What the exercise asks: Can you write out every line of the records below in full, shifting each coordinate in the answers up by 84 and leaving the numbers in the format samples unchanged?

***

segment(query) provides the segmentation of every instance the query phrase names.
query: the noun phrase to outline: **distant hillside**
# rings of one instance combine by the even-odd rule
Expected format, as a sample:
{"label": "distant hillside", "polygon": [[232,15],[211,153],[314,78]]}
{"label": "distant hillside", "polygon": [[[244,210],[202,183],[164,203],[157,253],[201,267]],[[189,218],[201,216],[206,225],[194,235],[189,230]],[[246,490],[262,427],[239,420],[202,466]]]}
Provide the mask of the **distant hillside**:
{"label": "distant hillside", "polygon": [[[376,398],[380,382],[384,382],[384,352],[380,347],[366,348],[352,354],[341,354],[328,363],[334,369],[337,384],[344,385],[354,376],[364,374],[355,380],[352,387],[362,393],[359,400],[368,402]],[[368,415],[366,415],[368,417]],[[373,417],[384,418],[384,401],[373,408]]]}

***

Answer to this problem:
segment(query) provides the segmentation of every instance the query phrase names.
query: the noun phrase to outline: **distant hillside**
# rings of one instance combine by the even-odd rule
Expected format, as a sample:
{"label": "distant hillside", "polygon": [[232,15],[211,153],[314,78]]}
{"label": "distant hillside", "polygon": [[[244,210],[202,183],[164,203],[157,253],[201,267]],[[189,218],[201,216],[206,225],[194,235],[189,230]],[[246,490],[262,427],[239,420],[202,466]]]}
Provide the mask of the **distant hillside**:
{"label": "distant hillside", "polygon": [[[460,482],[464,466],[468,466],[468,436],[464,431],[450,432],[436,438],[425,438],[412,447],[418,453],[421,468],[428,469],[438,460],[448,458],[439,464],[436,471],[446,477],[443,484],[452,486]],[[452,499],[450,499],[452,501]],[[457,501],[468,502],[468,485],[457,492]]]}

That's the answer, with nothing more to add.